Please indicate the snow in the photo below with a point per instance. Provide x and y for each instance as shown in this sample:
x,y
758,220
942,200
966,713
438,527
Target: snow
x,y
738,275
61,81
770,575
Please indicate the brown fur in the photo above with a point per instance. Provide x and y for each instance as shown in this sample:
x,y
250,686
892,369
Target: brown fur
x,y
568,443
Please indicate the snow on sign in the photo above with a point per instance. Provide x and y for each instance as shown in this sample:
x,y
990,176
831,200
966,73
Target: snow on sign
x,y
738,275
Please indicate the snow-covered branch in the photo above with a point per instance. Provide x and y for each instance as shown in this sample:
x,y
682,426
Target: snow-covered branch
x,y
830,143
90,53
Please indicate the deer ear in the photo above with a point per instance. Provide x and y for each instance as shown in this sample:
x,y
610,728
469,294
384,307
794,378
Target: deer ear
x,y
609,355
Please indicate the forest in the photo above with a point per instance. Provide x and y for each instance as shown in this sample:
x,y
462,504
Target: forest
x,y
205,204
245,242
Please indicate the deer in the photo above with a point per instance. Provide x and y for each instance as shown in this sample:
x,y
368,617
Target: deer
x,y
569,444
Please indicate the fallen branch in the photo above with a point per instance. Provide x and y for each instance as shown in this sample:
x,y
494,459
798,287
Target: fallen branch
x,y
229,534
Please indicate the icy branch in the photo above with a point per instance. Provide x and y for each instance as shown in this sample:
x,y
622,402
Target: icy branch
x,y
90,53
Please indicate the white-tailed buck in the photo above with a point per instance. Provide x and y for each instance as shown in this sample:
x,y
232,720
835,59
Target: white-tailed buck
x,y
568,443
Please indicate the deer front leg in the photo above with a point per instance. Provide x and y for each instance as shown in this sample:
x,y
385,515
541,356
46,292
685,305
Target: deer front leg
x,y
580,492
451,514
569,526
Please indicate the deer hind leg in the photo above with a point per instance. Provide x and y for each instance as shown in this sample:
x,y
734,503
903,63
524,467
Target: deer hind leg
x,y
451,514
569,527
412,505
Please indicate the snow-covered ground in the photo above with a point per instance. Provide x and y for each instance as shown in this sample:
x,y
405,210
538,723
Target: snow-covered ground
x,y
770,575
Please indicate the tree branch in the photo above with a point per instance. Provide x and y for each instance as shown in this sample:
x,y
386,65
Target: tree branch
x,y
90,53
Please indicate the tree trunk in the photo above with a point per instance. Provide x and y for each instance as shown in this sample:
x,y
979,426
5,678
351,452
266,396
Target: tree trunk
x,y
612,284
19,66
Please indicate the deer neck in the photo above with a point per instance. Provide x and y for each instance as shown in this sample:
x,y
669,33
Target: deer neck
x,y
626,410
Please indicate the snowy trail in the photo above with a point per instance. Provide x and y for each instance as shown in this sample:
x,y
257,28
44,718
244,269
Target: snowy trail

> **Requirement**:
Return, word for word and unchanged, every line from the one that contains "Please indicate the deer in" through the last line of the rows above, including both of those lines.

> **Task solution**:
Please indicate the deer in the photo above with a point per instance. Provide x and y for each instance as shown in this sample:
x,y
368,617
Target: deer
x,y
569,444
Please indicate the fallen branch in the photo above with a point per instance. Provide x and y for each instance as shown in this sample:
x,y
494,459
798,287
Target: fallen branch
x,y
229,534
Please indicate the icy branch in the photo above with a point per instance. Provide x and y for each instance as shown in this sample:
x,y
622,402
Target: icy branch
x,y
90,53
Please indicate the white-tailed buck in the photo above with a point per instance. Provide x and y for each instance as shown in this sample:
x,y
232,720
835,59
Target: white-tailed buck
x,y
568,443
Please indicate the deer front leg in the photo above with a point per instance. Provide x and y for each instance as shown in this sample:
x,y
385,515
541,356
46,292
685,305
Target: deer front leg
x,y
580,492
451,514
569,526
Please indicate the deer hind leg in the photo above with a point per instance. Provide x and y for each instance as shown in this sample:
x,y
734,503
903,63
524,467
Target: deer hind leg
x,y
451,514
569,527
412,505
Please indicate the snow-covered ground in the photo above with a point per instance. Provide x and y for each instance as shown in this sample:
x,y
405,210
538,723
Target: snow-covered ground
x,y
770,575
Please indicate the tree branch in the photo above with a point per instance. Provide x and y for each instance as shown in this sample:
x,y
386,65
Target: tree branch
x,y
90,53
Please indicate the tree trunk in the photo above with a point per instance. Provide x and y for each instance as shown in this sample:
x,y
979,426
5,678
351,452
266,396
Target: tree trunk
x,y
612,284
19,66
Please indicate the deer neck in the photo above with a point per instance. Provide x and y for each instance as shown in this sample:
x,y
669,33
Target: deer neck
x,y
626,410
Please indicate the snowy trail in the photo above with a point per instance. Provide x and y for each instance as shown in this sample:
x,y
257,28
44,718
244,269
Target: snowy trail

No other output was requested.